►

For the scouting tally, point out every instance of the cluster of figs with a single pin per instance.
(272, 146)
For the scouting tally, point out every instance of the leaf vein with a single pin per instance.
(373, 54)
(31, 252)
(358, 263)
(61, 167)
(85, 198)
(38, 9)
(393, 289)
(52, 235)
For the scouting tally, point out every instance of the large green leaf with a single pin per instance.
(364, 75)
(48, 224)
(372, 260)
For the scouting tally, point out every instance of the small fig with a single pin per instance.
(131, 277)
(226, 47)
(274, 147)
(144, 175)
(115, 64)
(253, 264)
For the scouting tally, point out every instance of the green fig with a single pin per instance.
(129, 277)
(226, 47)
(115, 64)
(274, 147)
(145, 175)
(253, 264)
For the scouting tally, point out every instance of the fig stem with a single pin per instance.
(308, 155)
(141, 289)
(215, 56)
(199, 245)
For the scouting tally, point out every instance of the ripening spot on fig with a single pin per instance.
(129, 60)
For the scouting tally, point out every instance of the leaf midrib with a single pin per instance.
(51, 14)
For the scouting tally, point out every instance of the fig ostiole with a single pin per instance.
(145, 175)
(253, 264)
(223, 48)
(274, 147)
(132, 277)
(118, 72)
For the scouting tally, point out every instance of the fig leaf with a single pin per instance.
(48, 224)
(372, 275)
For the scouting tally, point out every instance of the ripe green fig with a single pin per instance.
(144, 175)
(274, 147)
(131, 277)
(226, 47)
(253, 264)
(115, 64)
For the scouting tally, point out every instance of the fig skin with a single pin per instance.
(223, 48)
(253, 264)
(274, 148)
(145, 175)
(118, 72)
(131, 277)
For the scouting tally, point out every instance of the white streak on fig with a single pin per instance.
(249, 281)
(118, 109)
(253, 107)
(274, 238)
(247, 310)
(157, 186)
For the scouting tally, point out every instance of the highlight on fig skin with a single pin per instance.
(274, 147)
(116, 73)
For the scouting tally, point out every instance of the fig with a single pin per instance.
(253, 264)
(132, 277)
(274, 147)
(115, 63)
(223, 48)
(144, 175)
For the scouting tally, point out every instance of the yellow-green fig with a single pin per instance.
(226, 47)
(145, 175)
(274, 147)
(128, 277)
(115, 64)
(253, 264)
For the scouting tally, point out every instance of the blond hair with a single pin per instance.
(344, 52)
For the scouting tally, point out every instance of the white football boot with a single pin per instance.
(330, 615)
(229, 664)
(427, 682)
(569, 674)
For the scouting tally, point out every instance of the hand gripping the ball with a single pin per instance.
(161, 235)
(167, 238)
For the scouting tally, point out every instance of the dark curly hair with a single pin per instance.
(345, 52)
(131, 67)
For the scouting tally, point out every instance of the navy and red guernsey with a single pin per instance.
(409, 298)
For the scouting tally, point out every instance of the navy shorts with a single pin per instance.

◄

Output an exact copy of the lines beginning at the one that holds "the fig with a single pin per instance." and running through the final line of the records.

For the scouting tally, point out every instance of the fig with a single pin per instance.
(253, 264)
(132, 277)
(274, 147)
(115, 63)
(223, 48)
(144, 175)
For the scouting tally, point out every instance of the yellow-green fig with a single pin per instance.
(226, 47)
(145, 175)
(274, 147)
(128, 277)
(115, 64)
(253, 264)
For the scouting tally, point out every instance of the blond hair with a single pin per instance.
(344, 52)
For the scouting tally, point out every instance of the white football boot with a single pin per instance.
(330, 615)
(229, 664)
(427, 682)
(569, 674)
For the scouting tally, point out every instance of the hand gripping the ball with a single pin per instance.
(161, 235)
(167, 238)
For the scouting tally, point out every instance of the dark curly hair with a single pin per instance.
(345, 52)
(131, 67)
For the scouting tally, point out every instance of the navy and red guernsey with a single pin per instance.
(409, 298)
For the scouting tally, point out every instance of the navy shorts with a single pin per instance.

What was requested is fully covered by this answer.